-- DATA ROWS --
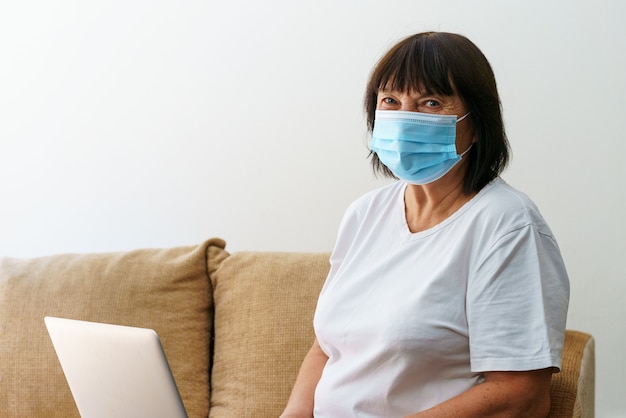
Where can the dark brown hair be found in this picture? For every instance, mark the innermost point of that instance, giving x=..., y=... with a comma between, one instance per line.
x=447, y=64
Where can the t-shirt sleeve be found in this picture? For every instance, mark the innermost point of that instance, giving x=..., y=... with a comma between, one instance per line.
x=517, y=301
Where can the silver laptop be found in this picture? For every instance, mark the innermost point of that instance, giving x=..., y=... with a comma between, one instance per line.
x=115, y=371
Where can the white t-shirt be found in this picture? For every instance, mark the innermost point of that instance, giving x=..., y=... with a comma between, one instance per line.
x=409, y=320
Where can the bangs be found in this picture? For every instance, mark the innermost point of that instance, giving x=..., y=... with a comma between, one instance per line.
x=417, y=65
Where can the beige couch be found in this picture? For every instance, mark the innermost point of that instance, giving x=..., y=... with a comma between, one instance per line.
x=235, y=327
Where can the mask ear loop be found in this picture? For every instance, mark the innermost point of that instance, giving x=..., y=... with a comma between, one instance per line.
x=473, y=142
x=463, y=117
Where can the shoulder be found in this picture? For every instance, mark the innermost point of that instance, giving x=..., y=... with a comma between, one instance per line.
x=505, y=207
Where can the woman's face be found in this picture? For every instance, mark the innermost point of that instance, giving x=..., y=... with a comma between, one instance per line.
x=416, y=101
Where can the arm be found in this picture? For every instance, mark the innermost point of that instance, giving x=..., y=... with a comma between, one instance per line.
x=300, y=403
x=502, y=394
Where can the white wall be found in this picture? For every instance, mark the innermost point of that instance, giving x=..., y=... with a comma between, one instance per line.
x=146, y=123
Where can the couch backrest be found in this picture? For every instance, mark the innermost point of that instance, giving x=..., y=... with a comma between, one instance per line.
x=166, y=290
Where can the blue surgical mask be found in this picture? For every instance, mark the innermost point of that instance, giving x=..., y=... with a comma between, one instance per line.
x=418, y=148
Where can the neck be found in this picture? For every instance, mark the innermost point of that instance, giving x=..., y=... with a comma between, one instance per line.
x=430, y=204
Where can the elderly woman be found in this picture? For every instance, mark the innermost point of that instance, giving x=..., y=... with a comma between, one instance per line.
x=447, y=294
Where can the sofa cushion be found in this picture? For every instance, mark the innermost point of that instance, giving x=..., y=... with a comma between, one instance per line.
x=164, y=289
x=264, y=304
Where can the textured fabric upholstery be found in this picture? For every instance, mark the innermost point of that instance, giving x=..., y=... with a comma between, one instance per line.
x=264, y=305
x=164, y=289
x=573, y=389
x=257, y=306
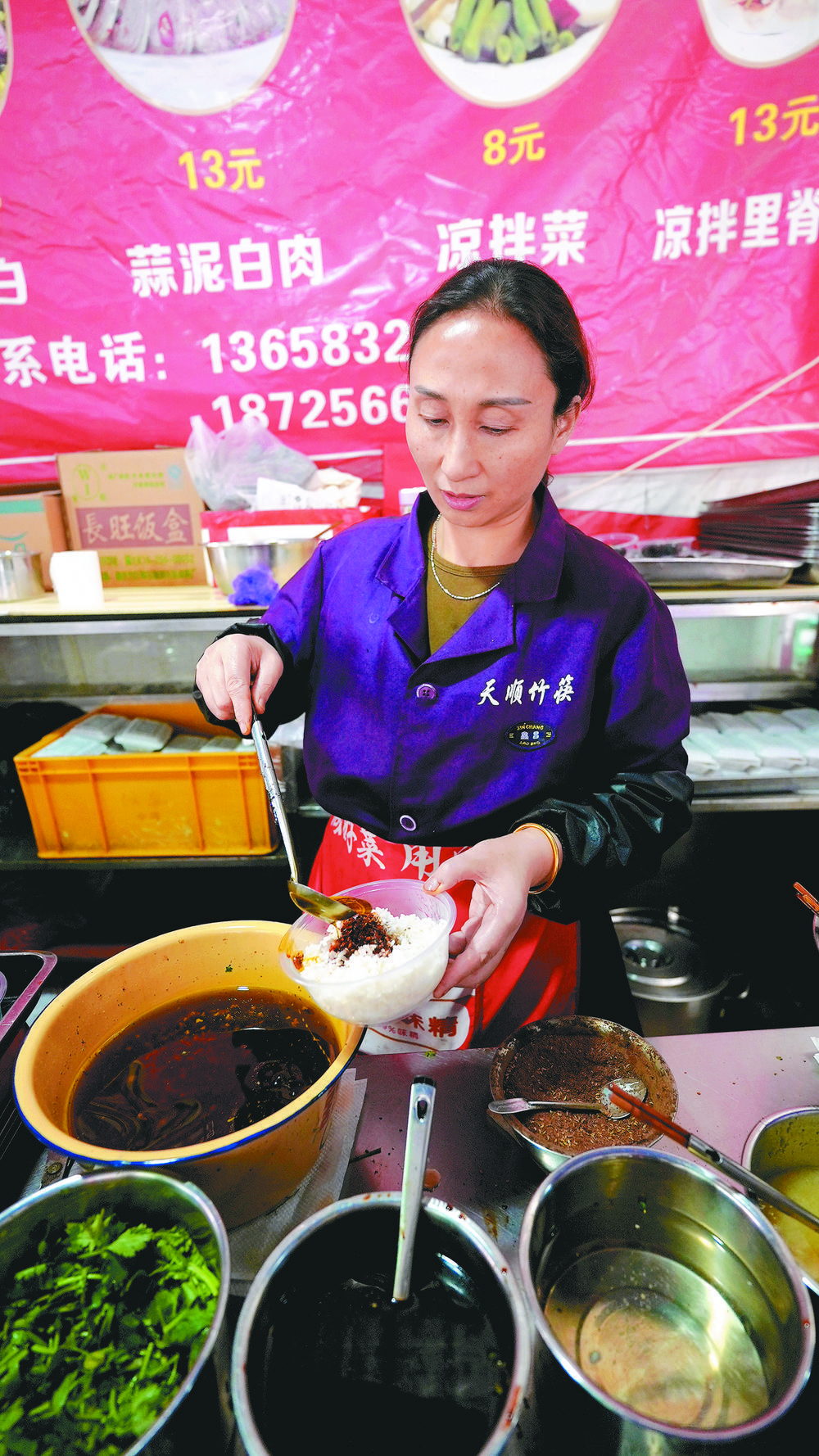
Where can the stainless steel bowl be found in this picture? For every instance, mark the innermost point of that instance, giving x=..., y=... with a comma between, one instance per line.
x=359, y=1237
x=663, y=1302
x=785, y=1143
x=280, y=558
x=20, y=576
x=198, y=1417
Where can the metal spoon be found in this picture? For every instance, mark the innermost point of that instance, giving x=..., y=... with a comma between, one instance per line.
x=519, y=1104
x=419, y=1128
x=325, y=907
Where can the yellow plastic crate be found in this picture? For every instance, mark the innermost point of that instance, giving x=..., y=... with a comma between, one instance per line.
x=146, y=804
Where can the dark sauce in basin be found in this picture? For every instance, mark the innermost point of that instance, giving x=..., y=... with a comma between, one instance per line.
x=191, y=1072
x=419, y=1377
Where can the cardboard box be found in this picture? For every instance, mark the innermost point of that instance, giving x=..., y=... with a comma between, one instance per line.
x=140, y=511
x=34, y=523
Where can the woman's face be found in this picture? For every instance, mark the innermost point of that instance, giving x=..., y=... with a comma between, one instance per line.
x=480, y=419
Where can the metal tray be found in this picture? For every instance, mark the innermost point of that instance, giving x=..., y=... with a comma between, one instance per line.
x=708, y=568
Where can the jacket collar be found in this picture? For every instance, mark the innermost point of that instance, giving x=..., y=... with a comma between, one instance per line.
x=532, y=578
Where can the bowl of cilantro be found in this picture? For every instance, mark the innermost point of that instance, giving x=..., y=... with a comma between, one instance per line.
x=112, y=1300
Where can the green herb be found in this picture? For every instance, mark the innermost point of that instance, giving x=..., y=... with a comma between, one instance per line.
x=98, y=1334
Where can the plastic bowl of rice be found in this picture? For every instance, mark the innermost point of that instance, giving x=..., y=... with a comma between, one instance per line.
x=376, y=967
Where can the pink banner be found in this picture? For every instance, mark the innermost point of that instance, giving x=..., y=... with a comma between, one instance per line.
x=229, y=209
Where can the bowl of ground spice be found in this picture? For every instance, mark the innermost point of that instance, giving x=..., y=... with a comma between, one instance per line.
x=570, y=1059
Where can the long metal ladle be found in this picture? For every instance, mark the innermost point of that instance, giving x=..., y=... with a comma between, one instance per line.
x=512, y=1106
x=325, y=907
x=419, y=1128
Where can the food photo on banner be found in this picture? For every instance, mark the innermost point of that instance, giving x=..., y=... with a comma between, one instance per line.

-- SHORT EXERCISE --
Rewrite every row above as a numbered list. Skip blank lines and leave out the pictures.

-- PROBLEM SOLUTION --
1. Where can the dark brown hair be found in this picture? For every instance, mark the innermost point of that instance, giving x=..., y=... with a comma between, one instance per line.
2. x=447, y=64
3. Where can the t-shirt sleeve be found in this picture? For every instance, mark the innermost point of that instance, giving x=..., y=... with a comma between, one instance per line.
4. x=517, y=301
5. Where can the silver laptop be found in this picture? For every instance, mark the innermost point of that instance, giving x=..., y=... with a comma between, one instance per line.
6. x=115, y=371
7. Where can the white t-shirt be found in this picture? For every instance, mark the innermost point of that instance, giving x=..., y=... with a comma between, one instance per line.
8. x=409, y=320
9. Where can the bangs be found in this picture? For every instance, mark the innermost point of that instance, giving x=..., y=... with a comma between, one instance per line.
10. x=417, y=65
11. Where can the beige couch be found in this picture? For every instance, mark the innermost point of that instance, giving x=..., y=... with a comma between, one instance per line.
12. x=235, y=327
13. Where can the mask ear loop be found in this picture? For every instance, mark the innermost point of that instance, giving x=..., y=... with a comma between, one instance per line.
14. x=473, y=142
15. x=463, y=117
16. Where can the shoulder be found in this picture? For every instance, mark the innermost point of that instance, giving x=..., y=... with a comma between, one instance per line.
17. x=505, y=207
18. Where can the woman's face be found in this picture? For every instance, mark the innermost point of that instance, giving x=..., y=... with a comma between, one instance per line.
19. x=416, y=101
20. Where can the arm be found in this picture? For every instance, mark the innermost point of that instance, giving x=..., y=... with a comma between, one instance per line.
21. x=300, y=403
22. x=502, y=394
23. Where can the white wall be found in this picture? For every instance, mark the innermost point of that instance, giving x=..., y=... with a comma between, one instance per line.
24. x=146, y=123
25. Where can the couch backrest be found in this picture? For every instance, mark the innermost point of that instance, giving x=..., y=... with a comma between, one instance per line.
26. x=166, y=290
27. Where can the blue surgical mask be found in this picture? For every instance, mark the innermost point of that instance, giving x=..., y=... with a comma between, one instance per line.
28. x=418, y=148
29. Where can the neck be found in this picture? For every instance, mark the innermost point of that instance, giving x=..., y=... with a comma between, one instance per line.
30. x=430, y=204
31. Where can the elderly woman be found in this picture? For every instance, mark the innermost point of that instance, giving x=..., y=... with a comma between, one instance per line.
32. x=447, y=294
33. Where can the sofa cushion be found in this picture? For every instance, mark the innermost point of that instance, giving x=..., y=... with a comma between, one instance per line.
34. x=164, y=289
35. x=264, y=304
36. Where can the textured fabric upholstery be found in this picture? For every instance, mark the innermost point of that instance, giving x=..., y=... with a comma between, one instance per line.
37. x=264, y=305
38. x=164, y=289
39. x=573, y=389
40. x=257, y=306
41. Where can the stainless steel bowl be found in this picture? For every instance, mark the innermost point of that instance, giving x=..., y=... with a comma between, one instance per line.
42. x=359, y=1237
43. x=663, y=1302
44. x=785, y=1143
45. x=280, y=558
46. x=20, y=576
47. x=198, y=1417
48. Where can the metal spoon be found in this picture? For every instance, mark the innermost point of that instance, giving x=..., y=... with a comma between, one instance per line.
49. x=519, y=1104
50. x=419, y=1128
51. x=325, y=907
52. Where can the yellow plastic crate be found in this picture? For every instance, mark the innermost point of that instance, giving x=..., y=... with a comma between, one instance per line.
53. x=146, y=804
54. Where can the dark sauce in basin be found in this picture? For every instance, mark the innermost point of that instance, giving x=..., y=... with a comma between, one instance per line.
55. x=191, y=1072
56. x=419, y=1377
57. Where can the cardboard box be found in this picture? For every instance, mark the innermost point of that instance, giving x=..., y=... with a comma between, one instance per line.
58. x=140, y=511
59. x=34, y=523
60. Where can the woman's face be found in this picture? For every instance, mark the innermost point of that instance, giving x=..., y=... with a comma between, one instance per line.
61. x=480, y=419
62. Where can the metal tray be found in this picture? For every instance, mark the innermost point of that instance, giving x=..., y=... with a comma between, one instance per line.
63. x=708, y=568
64. Where can the jacket collar be found in this picture? For every instance, mark the innermost point of that instance, giving x=..., y=... with a comma between, one instance per line.
65. x=532, y=578
66. Where can the bowl of cilantro be found in this picture? For every instance, mark the innermost point of that instance, giving x=..., y=... with a comma between, one instance per line.
67. x=112, y=1300
68. Where can the green herb be found in this picture? For every instance, mark the innermost point of that instance, giving x=..., y=... with a comma between, one instance per line.
69. x=98, y=1334
70. Where can the plastic bowl of rice be found in this picture? For every instance, mark the innermost point of that instance, giving x=..., y=... with a comma between, one instance per line.
71. x=376, y=967
72. Where can the pink banner be found in this picture? For every instance, mark the innermost point of that instance, giving x=..., y=... with a comma between, one instance per line.
73. x=229, y=209
74. Where can the bowl of ground spice be found in this picture? For every instance, mark the innermost point of that instance, giving x=..., y=... with a comma between, one instance per line.
75. x=570, y=1059
76. Where can the long metal ladle be found in this picture? For every instance, mark the innermost point of that instance, giving x=..., y=... with a comma between, one instance per line.
77. x=512, y=1106
78. x=325, y=907
79. x=419, y=1128
80. Where can the food photo on banner be found in this picture? For every instance, mark the innermost point of that instance, giving x=..., y=... with a comma between, one instance per line.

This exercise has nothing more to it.